Continue the passage below on the Sheep Track Member, picking up after its final sentence.

BEGIN Provided passage

Stratigraphically, the Sheep Track Member is a minor unit of the Big Raven Formation, covering area of about 40 km2 with a total volume of less than 1 km3. It was deposited on nearly all Snowshoe Lava Field flows and cinder cones of the Big Raven Formation, as well as on sediment of the surrounding Big Raven Plateau. The Sheep Track Member was also deposited on Koosick Bluff of the Ice Peak Formation and on Kakiddi Formation trachyte from Punch Cone on the western flank of Ice Peak. Both the Ice Peak and Kakiddi formations are older units of the Mount Edziza volcanic complex that were deposited about one million and 0.3 million years ago, respectively. Erosion has largely removed the Sheep Track Member from drainage channels of small intermittent streams on the upper Big Raven Plateau, but deposits as much as 2 m thick occur in interfluvial areas.

==Lithology==
The Sheep Track Member is lithologically distinct from the rest of the Big Raven Formation, consisting mainly of comenditic trachyte that straddles near the alkaline–peralkaline boundary. It is in the form of air-fall pumice which reaches a thickness of up to 2 m along the western edge of Tencho Glacier where snowball-sized pumice fragments up to 10 cm wide are distributed over an area of several square kilometres. The pumice rapidly decreases to pea-sized fragments around the margins of the pile, covering a circular area at least 10 km in diameter. Thin drifts of wind-blown pumice cover The Saucer in the Snowshoe Lava Field which likely postdates the deposition of the Sheep Track Member.

END Provided passage
BEGIN Data under study

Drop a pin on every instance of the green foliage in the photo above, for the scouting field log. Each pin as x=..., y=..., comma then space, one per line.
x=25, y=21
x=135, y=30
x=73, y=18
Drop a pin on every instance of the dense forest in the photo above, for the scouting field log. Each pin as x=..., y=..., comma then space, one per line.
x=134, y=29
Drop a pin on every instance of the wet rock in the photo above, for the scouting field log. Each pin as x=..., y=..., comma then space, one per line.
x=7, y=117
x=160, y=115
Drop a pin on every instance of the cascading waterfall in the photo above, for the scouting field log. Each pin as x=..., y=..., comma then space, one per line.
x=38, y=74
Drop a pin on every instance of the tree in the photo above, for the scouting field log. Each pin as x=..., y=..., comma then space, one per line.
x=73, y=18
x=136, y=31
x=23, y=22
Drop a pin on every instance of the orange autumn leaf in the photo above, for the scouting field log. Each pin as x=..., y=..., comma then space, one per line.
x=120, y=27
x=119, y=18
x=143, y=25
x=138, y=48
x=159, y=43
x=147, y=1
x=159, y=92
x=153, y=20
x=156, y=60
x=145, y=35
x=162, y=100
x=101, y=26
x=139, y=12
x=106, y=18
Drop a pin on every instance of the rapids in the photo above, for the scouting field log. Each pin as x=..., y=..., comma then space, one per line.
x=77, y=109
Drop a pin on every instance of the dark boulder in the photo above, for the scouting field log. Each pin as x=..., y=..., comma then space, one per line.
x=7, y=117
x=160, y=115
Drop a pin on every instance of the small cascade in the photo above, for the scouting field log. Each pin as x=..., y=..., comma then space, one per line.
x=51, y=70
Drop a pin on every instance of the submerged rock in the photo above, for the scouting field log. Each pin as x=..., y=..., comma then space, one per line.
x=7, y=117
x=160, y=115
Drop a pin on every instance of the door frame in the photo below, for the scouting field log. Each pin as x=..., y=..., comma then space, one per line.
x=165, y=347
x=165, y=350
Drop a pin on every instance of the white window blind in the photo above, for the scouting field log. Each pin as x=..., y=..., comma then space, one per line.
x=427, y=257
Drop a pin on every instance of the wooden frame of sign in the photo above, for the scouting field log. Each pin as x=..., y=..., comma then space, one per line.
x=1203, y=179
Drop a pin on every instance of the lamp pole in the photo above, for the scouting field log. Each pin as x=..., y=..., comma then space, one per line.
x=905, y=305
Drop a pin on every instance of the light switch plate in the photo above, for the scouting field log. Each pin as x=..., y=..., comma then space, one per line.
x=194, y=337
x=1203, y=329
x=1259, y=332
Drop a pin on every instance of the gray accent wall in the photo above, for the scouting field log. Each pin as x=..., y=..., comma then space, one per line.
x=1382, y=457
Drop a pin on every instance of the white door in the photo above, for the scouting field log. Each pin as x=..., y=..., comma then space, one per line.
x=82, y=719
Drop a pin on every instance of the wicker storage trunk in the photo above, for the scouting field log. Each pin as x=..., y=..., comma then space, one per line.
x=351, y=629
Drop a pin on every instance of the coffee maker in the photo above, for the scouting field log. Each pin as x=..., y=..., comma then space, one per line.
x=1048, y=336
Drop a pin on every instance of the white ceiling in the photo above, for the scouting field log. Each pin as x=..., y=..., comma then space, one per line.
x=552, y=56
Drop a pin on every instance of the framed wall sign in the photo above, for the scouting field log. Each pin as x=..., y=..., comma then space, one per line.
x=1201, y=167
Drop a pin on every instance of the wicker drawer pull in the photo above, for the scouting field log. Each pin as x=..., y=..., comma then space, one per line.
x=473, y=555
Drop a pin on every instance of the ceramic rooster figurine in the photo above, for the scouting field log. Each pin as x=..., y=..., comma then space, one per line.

END Data under study

**Your response**
Pumice of the Sheep Track Member comprises clear trachytic glass with tubular, open vesicles; alkali feldspar is in the form of rare microphenocrysts. It is compositionally distinct from the Finlay tephras which may have originated from Level Mountain, Hoodoo Mountain, Heart Peaks or the Mount Edziza volcanic complex.

==Source==

The Sheep Track Member was deposited by a small but violent VEI-3 eruption from the southwestern flank of Ice Peak near the end of the Big Raven eruptive period. The vent location for this eruption remains unknown but it is probably hidden under Tencho Glacier, the largest glacier of the Mount Edziza volcanic complex. An artifact of the Sheep Track eruption may lie north of Coffee Crater where a deep, circular depression is present on the surface of the glacier. This depression may be caused by subglacial melting brought on by fumaroles, hot springs or heightened ground temperatures adjacent to the vent.

==Age==
The Sheep Track Member is absent within the trim lines of Mount Edziza's alpine glaciers, indicating that it was deposited by the Sheep Track eruption during the last glacial advance starting about 2,600 years ago. However, Sheep Track pumice is present on the subglacial volcano of Tennena Cone which suggests that glaciers of the last glacial advance had already begun to retreat before deposition. Fission track dating of pumice on the southwestern flank of Ice Peak has yielded an age of 950 CE ± 6000 years.